== Task objective ==
Answer with a number only: how many lines of the data contain "face"?

== Source material ==
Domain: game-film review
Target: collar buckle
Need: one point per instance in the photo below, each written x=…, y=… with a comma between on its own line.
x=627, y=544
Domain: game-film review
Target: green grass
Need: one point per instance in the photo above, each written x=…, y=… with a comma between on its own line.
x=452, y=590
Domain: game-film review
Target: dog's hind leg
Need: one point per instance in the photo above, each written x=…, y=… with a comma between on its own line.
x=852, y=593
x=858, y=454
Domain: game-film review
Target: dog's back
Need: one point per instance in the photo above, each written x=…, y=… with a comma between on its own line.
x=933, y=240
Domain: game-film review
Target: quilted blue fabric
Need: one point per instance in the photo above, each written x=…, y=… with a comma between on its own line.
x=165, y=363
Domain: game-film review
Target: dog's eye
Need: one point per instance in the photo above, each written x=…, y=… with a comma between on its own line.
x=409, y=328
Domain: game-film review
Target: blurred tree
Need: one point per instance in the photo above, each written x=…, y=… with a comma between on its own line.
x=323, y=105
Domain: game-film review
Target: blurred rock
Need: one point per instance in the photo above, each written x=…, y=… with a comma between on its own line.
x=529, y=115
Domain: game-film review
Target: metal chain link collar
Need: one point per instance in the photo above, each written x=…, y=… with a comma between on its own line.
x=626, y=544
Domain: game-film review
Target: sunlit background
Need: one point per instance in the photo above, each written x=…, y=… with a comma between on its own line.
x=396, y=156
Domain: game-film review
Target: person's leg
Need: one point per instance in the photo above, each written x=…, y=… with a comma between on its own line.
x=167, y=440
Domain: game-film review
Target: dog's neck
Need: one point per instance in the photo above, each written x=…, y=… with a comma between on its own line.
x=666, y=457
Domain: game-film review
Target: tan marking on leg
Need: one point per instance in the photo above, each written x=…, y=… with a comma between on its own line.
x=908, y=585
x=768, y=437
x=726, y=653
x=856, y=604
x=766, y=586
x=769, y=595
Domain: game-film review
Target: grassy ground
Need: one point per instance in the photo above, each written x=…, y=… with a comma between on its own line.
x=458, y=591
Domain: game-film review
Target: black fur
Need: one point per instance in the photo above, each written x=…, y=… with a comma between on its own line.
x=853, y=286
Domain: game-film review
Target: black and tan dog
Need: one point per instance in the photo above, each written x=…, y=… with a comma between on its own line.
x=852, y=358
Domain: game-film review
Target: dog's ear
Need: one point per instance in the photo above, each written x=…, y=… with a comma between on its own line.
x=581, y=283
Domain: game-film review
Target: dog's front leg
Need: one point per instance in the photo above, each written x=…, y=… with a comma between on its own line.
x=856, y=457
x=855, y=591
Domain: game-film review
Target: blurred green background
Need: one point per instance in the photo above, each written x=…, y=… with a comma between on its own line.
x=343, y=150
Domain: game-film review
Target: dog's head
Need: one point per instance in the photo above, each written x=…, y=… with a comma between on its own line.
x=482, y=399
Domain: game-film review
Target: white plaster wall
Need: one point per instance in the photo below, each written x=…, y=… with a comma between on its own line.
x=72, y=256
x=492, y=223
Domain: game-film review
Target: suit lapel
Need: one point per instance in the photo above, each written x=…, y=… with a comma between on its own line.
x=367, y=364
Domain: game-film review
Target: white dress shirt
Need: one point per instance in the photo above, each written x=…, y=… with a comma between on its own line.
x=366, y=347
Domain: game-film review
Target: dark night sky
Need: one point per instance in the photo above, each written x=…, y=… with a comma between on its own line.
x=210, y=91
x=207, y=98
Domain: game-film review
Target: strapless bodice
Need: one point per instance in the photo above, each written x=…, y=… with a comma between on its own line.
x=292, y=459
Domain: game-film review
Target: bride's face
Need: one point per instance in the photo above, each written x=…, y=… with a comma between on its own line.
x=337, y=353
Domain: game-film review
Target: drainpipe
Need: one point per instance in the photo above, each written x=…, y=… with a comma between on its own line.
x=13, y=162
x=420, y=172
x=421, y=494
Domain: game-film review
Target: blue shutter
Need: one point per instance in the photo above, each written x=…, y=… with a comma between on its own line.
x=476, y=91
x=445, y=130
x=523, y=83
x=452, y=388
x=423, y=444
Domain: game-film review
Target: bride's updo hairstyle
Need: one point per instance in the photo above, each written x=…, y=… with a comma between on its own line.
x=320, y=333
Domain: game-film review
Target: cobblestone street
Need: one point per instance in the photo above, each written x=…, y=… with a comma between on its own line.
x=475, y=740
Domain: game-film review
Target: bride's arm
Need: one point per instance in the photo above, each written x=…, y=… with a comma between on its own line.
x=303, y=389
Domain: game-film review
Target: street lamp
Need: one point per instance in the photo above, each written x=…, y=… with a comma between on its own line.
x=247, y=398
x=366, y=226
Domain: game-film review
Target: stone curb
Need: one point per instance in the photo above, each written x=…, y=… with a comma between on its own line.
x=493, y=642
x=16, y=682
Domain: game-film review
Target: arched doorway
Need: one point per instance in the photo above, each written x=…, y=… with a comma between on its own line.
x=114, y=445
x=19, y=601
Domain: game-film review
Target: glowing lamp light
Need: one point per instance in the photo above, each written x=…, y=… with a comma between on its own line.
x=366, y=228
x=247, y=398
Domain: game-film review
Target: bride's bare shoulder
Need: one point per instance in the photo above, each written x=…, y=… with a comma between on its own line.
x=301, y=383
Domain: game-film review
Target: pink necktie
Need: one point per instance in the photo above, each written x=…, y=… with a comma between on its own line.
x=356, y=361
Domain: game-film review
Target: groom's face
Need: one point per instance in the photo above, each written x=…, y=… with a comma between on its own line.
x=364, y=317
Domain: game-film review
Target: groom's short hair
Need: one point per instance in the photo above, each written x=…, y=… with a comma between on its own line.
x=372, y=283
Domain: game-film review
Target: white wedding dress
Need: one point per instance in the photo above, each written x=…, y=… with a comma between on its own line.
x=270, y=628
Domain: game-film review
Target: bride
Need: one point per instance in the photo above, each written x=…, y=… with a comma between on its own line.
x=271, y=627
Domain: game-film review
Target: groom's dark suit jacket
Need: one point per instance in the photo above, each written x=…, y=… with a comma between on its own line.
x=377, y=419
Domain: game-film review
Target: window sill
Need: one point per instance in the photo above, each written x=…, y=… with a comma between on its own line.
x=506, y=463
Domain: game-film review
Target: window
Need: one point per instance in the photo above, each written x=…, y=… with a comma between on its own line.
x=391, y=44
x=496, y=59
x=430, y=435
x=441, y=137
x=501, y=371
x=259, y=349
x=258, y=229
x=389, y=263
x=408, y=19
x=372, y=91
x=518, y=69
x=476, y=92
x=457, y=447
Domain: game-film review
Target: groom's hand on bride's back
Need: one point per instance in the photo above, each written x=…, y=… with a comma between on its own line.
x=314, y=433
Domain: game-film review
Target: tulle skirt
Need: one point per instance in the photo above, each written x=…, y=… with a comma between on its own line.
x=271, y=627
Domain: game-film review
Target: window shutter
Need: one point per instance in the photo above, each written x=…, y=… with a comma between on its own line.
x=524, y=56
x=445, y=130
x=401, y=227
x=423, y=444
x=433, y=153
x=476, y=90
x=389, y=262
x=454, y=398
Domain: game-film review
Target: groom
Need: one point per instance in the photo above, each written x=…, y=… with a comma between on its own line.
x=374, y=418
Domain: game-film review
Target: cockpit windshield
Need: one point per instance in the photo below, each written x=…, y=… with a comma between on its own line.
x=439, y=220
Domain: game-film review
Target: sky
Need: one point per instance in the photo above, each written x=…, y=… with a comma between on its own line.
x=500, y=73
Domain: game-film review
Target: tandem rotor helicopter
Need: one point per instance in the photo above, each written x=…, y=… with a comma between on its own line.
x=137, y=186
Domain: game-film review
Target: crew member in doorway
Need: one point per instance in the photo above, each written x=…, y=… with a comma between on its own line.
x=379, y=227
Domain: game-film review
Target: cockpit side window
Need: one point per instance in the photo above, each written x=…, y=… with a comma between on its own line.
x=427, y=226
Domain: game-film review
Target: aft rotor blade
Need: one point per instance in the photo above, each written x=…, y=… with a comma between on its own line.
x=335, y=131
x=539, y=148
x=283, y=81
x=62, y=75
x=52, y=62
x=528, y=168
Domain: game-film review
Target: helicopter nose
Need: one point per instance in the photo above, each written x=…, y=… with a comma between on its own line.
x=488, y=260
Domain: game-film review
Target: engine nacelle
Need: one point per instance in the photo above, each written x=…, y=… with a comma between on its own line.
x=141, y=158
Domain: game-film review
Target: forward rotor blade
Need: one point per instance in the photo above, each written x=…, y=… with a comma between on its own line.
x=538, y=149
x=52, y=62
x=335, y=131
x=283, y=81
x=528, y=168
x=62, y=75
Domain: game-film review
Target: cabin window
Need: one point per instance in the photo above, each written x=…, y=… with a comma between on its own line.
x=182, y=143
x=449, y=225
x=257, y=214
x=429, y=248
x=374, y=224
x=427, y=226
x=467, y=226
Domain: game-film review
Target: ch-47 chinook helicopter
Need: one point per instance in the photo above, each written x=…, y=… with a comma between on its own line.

== Reply to the exercise ==
2